SUPPLIED DATA -
*-*-*

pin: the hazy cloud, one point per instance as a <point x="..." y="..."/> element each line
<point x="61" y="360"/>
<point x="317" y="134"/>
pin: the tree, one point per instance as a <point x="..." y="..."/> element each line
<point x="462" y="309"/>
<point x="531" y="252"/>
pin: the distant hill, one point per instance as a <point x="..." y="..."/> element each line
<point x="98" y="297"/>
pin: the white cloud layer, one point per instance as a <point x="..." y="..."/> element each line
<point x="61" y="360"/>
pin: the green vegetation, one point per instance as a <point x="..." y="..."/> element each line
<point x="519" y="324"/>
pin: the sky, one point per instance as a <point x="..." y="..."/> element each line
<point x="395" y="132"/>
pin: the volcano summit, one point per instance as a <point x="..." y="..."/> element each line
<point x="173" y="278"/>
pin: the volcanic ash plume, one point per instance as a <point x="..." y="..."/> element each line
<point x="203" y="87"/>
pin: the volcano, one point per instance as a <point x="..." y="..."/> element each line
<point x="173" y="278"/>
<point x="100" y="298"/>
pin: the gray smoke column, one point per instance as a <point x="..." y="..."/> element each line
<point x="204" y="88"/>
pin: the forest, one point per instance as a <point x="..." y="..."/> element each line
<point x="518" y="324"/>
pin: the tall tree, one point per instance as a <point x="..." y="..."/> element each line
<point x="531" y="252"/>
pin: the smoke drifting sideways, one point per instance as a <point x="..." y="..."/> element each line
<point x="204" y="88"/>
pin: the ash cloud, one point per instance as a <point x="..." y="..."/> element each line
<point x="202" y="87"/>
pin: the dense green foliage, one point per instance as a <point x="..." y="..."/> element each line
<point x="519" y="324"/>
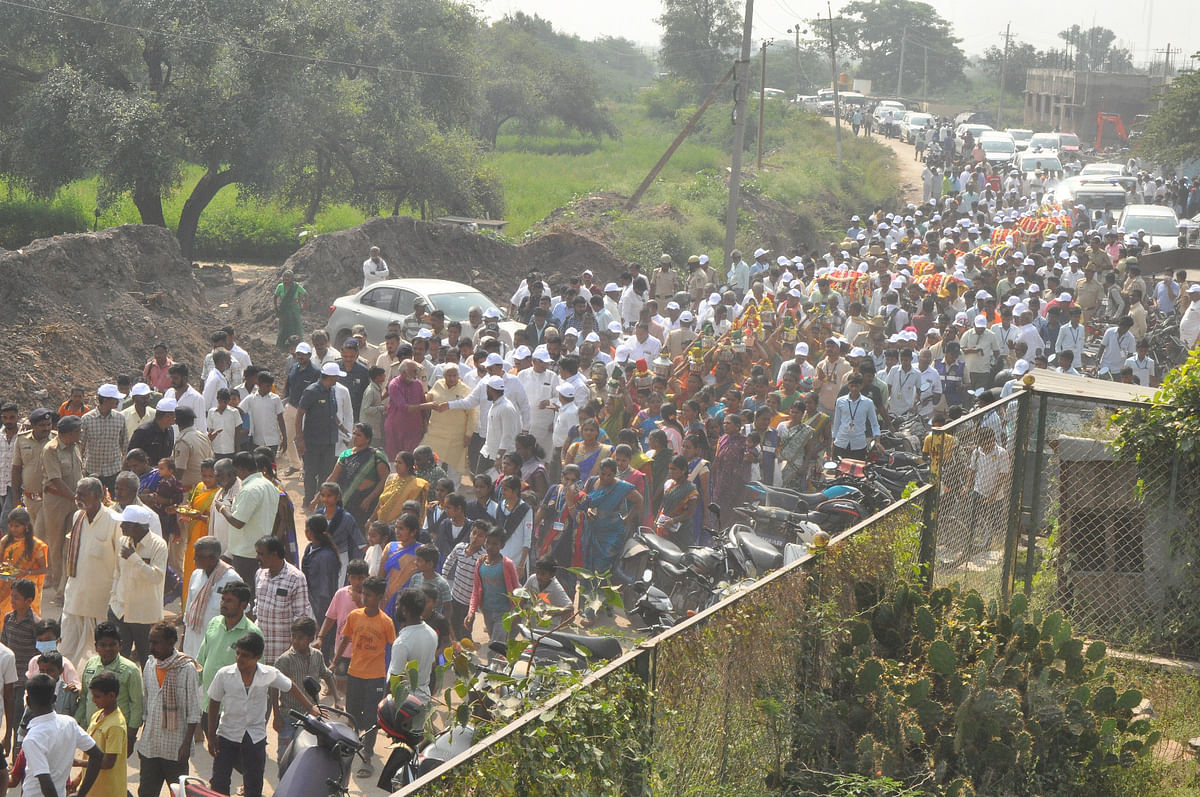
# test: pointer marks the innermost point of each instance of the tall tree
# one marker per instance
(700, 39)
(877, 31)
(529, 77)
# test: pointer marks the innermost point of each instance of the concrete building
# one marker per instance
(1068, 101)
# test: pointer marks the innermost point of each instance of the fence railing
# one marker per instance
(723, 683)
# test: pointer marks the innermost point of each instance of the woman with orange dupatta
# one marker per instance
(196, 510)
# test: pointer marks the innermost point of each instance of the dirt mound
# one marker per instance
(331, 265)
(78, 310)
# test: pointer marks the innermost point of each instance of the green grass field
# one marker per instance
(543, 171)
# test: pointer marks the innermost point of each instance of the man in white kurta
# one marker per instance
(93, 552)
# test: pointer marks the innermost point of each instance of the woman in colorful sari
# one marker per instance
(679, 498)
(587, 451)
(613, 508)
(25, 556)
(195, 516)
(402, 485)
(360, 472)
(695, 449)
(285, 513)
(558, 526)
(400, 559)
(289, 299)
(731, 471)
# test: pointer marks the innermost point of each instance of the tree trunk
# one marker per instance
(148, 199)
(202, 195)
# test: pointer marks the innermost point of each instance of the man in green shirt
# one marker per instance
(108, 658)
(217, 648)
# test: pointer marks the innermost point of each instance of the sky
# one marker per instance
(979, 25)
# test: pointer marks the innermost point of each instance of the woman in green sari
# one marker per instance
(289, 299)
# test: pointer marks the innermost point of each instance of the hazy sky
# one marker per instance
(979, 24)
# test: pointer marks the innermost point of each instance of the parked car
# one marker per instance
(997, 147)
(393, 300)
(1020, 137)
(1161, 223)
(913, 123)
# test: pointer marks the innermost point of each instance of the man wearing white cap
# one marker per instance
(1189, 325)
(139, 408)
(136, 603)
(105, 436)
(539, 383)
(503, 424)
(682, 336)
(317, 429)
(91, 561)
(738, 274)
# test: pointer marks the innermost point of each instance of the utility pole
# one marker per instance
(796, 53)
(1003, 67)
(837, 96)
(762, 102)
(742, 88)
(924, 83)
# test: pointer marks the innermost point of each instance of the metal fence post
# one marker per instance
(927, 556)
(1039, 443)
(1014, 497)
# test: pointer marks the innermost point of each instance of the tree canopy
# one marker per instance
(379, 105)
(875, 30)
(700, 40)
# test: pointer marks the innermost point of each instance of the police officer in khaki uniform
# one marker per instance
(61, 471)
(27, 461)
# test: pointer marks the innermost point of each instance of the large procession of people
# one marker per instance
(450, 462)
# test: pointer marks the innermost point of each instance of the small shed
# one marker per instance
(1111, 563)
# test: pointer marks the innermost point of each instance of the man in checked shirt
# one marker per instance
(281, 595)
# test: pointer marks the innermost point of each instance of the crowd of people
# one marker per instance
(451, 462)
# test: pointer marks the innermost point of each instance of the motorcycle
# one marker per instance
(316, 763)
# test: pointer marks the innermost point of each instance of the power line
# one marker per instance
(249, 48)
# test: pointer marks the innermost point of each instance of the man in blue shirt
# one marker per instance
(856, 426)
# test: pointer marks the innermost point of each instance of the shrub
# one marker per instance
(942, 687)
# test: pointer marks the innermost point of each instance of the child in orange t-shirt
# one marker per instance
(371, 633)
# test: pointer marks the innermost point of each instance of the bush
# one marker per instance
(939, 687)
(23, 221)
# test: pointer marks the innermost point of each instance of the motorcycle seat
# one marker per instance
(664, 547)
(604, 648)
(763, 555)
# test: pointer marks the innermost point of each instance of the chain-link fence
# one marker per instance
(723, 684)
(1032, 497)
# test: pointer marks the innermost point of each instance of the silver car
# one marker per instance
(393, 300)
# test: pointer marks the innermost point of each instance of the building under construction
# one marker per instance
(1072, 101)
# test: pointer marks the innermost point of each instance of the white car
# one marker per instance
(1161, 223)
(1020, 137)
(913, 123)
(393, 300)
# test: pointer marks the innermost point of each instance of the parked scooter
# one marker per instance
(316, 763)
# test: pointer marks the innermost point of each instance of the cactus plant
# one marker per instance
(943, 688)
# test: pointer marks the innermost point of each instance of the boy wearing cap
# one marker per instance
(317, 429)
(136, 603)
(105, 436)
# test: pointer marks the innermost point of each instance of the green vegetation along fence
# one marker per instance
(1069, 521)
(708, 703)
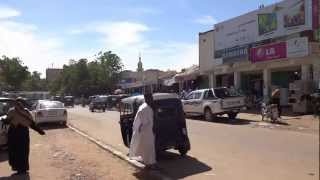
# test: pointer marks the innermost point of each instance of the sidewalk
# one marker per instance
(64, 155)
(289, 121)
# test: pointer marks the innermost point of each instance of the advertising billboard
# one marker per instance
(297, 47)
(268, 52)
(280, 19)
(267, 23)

*-*-*

TASK REQUIREMENTS - Return each line of the listing that holds the word "people".

EXPECTED OUTPUT -
# test: pointer marks the innermost point of each instance of the large procession of people
# test: pointer marks the innermost point of each instance of the crowd of people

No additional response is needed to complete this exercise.